Esercizi proposti
(a) Nell'intervista a Petrachi, quale giocatore era andato a chiedere in Brasile oltre a Bremer?
(b) Per favore, prosegui l'intervista a Petrachi dal punto in cui si interrompe.

Brano di lettura
————
Lunga intervista del direttore sportivo Gianluca Petrachi, ex Roma e Torino come ultime esperienze, a Numero Diez:
Serie A
Serie A, Petrachi: “Potevo portare Lautaro Martinez al Torino. Quando presi Bremer…”
"Ho cercato sempre di dire quello che penso anche se, a volte, soprattutto nel mondo che viviamo attuale, forse non paga. A volte ho dovuto ricominciare da capo, perché dire totalmente quello che si pensa, può farti indietreggiare e farti perdere delle posizioni. Io a 55 anni non ho niente di cui vergognarmi".
OPERAZIONE PIU' DIFFICILE AL TORINO - "La più complessa è la trattativa con cui abbiamo portato Cerci al Torino. L’avevo portato al Pisa: avevo Cerci, Kutuzov e Castillo, che fu anche capocannoniere. Cerci si ritrovava con me e con il mister: sapevamo quanto potesse essere importante e determinante. Ricordo molto bene anche quando ho preso Maxi Lopez. Era un giocatore che nessuno più voleva, aveva fatto 3-4 partite e il Chievo Verona se ne voleva disfare. Io ero su Pinilla, perché all’epoca eravamo in piena zona retrocessione e ci serviva l’attaccante. Pinilla sceglie il Torino, dall’apertura del calciomercato mi viene soffiato dall’Atalanta. Allora mi fiondo su Maxi Lopez. Naturalmente ero solo contro tutti, perché dicevano che ormai Maxi era un ex giocatore. E invece, a partire da gennaio fece 10/12 gol. Dalla zona retrocessione, ci ritrovammo in Europa".
BREMER - "Ne ho subite di ogni quando è arrivato Bremer, anche perché 5 milioni per il Torino erano tantissimi. Noi eravamo abituati a spendere 2-3 milioni, quelli che ci avevano permesso di monetizzare con Darmian. Quando sono andato a vederlo in Brasile, Bremer era un ragazzino giocava poco, però mi colpì questa grandissima personalità, questa velocità, questa forza. Io ero andato lì anche per chiedere Verissimo. Dissi al Presidente: ‘Per Verissimo sarà difficile, perché il presidente del Santos sta giocando al rialzo, è arrivato a 10 milioni'. Alla fine prendemmo Bremer, anche se certamente andava lavorato. Inizialmente Mazzarri voleva un giocatore pronto da mettere subito dentro, invece Bremer non lo era. Infatti, non l’ha fatto giocare da subito, per sei mesi l’ha lasciato in panchina senza farlo mai debuttare. Una volta lo trovai al Filadelfia con i lacrimoni che mi diceva: ‘Direttore, non so più che fare, perché io mi impegno al massimo’. E poi, come tutte le situazioni, sono venuti meno due giocatori del reparto difensivo e Bremer è stato buttato dentro. Lui si è fatto trovare pronto e da lì è stato un crescendo. Sicuramente è una delle operazioni che mi ha gratificato maggiormente. Il direttore sportivo vive anche di queste cose: la più grande soddisfazione è vedere la prospettiva del calciatore".
————
Voci elencate
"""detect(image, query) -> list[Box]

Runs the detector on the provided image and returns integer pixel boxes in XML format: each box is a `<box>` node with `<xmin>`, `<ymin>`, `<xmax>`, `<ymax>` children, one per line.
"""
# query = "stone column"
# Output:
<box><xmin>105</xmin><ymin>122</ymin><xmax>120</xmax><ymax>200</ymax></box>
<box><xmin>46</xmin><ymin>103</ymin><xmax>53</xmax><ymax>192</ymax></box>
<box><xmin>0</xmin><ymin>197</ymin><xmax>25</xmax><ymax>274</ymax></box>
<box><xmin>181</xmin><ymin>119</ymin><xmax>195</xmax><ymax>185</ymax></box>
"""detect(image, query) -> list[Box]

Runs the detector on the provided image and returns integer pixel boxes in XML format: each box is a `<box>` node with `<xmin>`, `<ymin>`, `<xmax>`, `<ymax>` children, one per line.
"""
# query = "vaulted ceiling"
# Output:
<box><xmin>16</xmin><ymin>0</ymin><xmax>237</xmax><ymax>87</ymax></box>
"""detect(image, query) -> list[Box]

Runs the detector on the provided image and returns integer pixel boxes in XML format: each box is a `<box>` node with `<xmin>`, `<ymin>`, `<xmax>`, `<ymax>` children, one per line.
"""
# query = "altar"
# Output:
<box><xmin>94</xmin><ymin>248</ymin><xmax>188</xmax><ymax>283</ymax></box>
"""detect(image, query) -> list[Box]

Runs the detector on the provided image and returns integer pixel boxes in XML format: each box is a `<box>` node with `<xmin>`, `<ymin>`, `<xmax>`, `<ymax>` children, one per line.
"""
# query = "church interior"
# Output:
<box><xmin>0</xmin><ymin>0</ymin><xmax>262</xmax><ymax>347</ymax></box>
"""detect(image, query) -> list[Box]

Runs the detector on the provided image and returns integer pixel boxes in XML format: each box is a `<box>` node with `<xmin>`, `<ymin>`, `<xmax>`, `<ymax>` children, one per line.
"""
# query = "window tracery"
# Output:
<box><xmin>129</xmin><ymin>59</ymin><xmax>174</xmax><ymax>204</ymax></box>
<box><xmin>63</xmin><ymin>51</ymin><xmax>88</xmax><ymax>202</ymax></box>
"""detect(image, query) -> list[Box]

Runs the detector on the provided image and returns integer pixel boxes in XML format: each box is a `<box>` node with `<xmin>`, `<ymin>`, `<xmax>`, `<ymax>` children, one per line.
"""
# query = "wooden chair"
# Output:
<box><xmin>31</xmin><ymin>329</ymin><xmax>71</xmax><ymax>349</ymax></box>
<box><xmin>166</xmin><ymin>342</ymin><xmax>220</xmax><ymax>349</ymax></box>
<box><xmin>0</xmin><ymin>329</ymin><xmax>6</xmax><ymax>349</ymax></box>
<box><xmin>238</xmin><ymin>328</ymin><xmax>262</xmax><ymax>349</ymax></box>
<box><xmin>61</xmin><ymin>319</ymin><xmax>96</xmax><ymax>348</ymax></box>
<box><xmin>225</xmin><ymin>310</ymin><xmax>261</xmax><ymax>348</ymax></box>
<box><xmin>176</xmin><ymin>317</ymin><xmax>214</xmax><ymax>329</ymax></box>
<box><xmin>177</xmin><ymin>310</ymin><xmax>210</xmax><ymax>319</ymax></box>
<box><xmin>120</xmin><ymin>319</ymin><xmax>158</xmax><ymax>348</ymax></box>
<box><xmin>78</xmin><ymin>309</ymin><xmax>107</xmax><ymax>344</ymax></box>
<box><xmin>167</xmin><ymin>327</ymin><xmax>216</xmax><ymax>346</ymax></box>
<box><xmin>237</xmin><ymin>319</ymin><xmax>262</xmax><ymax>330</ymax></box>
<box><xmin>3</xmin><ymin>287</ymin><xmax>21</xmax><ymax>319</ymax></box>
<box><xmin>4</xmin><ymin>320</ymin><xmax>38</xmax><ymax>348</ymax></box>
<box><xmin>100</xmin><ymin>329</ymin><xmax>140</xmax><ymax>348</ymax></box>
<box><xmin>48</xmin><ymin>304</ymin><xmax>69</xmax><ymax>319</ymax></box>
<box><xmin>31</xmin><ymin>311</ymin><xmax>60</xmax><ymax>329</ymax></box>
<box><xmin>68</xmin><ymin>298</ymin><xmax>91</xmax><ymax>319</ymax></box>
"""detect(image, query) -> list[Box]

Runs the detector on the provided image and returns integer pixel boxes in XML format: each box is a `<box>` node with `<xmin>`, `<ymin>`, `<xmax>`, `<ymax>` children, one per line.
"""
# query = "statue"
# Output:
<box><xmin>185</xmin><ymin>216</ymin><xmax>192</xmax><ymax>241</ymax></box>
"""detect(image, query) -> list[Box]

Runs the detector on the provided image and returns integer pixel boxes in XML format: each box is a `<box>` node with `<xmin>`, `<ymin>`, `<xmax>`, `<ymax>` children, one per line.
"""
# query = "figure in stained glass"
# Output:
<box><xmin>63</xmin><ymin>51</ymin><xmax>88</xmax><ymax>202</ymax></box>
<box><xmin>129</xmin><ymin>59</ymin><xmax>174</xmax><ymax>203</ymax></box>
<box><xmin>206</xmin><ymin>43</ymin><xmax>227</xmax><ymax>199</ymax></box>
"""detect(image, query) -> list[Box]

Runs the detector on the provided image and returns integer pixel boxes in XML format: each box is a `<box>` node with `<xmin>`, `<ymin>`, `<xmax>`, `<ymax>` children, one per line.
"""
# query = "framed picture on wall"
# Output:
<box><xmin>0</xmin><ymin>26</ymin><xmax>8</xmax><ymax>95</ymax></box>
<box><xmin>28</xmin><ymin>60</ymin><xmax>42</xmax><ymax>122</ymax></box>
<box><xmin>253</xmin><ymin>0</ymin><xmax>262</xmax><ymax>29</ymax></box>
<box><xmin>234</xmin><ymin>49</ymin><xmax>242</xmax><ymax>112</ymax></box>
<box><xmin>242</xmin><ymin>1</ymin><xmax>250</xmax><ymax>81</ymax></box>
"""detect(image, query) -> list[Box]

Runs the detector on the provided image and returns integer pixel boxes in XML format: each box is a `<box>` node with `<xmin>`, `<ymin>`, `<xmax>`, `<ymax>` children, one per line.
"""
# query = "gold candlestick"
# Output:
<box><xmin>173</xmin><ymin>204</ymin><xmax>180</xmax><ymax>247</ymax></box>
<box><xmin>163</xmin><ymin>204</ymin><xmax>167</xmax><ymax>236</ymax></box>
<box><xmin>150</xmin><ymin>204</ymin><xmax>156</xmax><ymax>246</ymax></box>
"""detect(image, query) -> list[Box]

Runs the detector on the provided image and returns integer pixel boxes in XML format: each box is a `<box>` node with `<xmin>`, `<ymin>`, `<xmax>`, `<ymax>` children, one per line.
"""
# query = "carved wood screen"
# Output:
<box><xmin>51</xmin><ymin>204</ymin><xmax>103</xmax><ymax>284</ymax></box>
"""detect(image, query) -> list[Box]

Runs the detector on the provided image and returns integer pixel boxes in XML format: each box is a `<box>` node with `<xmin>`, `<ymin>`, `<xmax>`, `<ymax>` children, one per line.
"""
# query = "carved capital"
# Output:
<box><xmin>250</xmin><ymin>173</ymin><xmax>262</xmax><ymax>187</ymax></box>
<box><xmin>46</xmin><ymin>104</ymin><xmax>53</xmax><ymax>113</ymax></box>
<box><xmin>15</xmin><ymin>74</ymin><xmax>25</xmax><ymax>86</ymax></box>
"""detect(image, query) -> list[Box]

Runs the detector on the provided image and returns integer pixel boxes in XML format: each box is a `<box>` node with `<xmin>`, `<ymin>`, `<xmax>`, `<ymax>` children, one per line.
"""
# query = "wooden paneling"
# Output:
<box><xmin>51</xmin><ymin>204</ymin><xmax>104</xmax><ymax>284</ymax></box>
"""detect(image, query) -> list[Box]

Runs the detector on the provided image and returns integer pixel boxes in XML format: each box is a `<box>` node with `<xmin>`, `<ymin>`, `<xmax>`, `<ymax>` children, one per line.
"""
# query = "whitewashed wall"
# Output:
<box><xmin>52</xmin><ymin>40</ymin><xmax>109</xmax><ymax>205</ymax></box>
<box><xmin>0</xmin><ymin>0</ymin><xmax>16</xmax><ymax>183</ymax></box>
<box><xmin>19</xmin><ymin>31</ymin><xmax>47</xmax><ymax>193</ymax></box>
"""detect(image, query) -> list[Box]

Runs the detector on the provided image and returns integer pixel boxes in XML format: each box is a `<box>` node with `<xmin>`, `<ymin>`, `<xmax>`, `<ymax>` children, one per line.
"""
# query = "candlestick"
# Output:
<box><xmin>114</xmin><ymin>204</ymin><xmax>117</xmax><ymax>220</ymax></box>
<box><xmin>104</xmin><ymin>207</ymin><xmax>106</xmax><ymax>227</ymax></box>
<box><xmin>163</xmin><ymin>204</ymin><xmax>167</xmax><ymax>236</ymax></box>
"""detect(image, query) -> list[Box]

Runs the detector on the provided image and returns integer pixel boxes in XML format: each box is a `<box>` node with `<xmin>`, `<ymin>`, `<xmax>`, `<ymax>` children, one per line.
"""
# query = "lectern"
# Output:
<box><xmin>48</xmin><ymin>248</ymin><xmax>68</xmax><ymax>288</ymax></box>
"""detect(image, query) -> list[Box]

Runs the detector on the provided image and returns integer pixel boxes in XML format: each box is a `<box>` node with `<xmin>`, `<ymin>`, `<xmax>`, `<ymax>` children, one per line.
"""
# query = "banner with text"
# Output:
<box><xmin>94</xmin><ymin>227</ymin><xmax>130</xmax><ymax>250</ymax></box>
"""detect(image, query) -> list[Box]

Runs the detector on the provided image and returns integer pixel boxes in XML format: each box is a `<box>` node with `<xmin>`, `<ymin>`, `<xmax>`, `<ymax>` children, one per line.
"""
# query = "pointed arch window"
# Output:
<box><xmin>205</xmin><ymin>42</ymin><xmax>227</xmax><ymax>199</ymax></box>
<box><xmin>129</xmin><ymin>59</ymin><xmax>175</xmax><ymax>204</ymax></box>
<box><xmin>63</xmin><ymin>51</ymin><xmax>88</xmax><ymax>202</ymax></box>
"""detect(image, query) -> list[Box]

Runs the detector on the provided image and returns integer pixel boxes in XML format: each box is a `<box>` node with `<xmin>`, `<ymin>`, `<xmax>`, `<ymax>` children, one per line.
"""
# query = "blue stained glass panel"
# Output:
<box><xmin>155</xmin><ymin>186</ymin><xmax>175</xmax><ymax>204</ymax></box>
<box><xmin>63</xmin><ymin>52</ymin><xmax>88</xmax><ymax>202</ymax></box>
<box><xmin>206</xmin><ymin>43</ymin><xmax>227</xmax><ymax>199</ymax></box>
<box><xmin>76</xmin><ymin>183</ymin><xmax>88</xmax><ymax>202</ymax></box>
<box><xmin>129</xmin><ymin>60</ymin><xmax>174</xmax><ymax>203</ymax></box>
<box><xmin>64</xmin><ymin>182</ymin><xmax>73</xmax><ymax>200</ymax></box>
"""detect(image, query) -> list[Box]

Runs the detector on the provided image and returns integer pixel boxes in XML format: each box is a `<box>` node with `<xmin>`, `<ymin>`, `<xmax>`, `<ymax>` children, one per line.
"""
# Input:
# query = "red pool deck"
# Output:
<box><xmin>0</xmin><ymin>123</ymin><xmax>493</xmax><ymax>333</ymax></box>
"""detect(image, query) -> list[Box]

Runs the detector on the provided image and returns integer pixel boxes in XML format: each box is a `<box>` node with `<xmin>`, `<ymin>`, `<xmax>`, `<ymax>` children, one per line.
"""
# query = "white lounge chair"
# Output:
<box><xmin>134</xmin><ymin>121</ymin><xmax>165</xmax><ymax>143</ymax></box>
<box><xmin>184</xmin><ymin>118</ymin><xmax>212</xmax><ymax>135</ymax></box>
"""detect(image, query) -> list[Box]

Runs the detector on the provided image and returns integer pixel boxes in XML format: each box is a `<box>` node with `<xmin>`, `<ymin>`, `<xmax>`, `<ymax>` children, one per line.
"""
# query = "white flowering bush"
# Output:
————
Risultati degli esercizi
(a) Verissimo.

(b)
IMMOBILE - Non ho mai abbandonato Immobile, gli sconsigliai di andare a fare questa esperienza in Germania. Lui ha i connotati di un giocatore che deve rimanere in Italia. Ciro è un napoletano ruspante, uno molto sanguigno, legato alla famiglia. Io non ce lo vedevo proprio in Germani. Perché lui è un animale sociale, fa sempre casino. Io gli sconsigliai di non andare, onestamente. Però poi nel percorso, tanto sapevo che sarebbe tornato, l’ho seguito. Dopo quelle stagioni in cui non fece benissimo, gli dissi: ‘Se vuoi, io ti porto dentro. Torni a fare quello che sai fare e poi, se Dio vuole, avremo la forza di riscattarti e prenderti’. Io non facevo sotto indicazioni dirigenziali, mi sono sempre reputato un aziendalista. Il Presidente poteva spendere quei 10-12 milioni all’epoca, che era il riscatto che avevamo acquisito. Lui venne e fece benissimo. Un mese prima della fine del campionato, attraverso il suo agente Sommella, mi disse che non era più contento e che voleva, per motivi personali, fare una scelta diversa. Ne parlai con il Presidente e gli dissi che Ciro non voleva più rimanere. Quindi, non lo riscattammo per volontà del giocatore".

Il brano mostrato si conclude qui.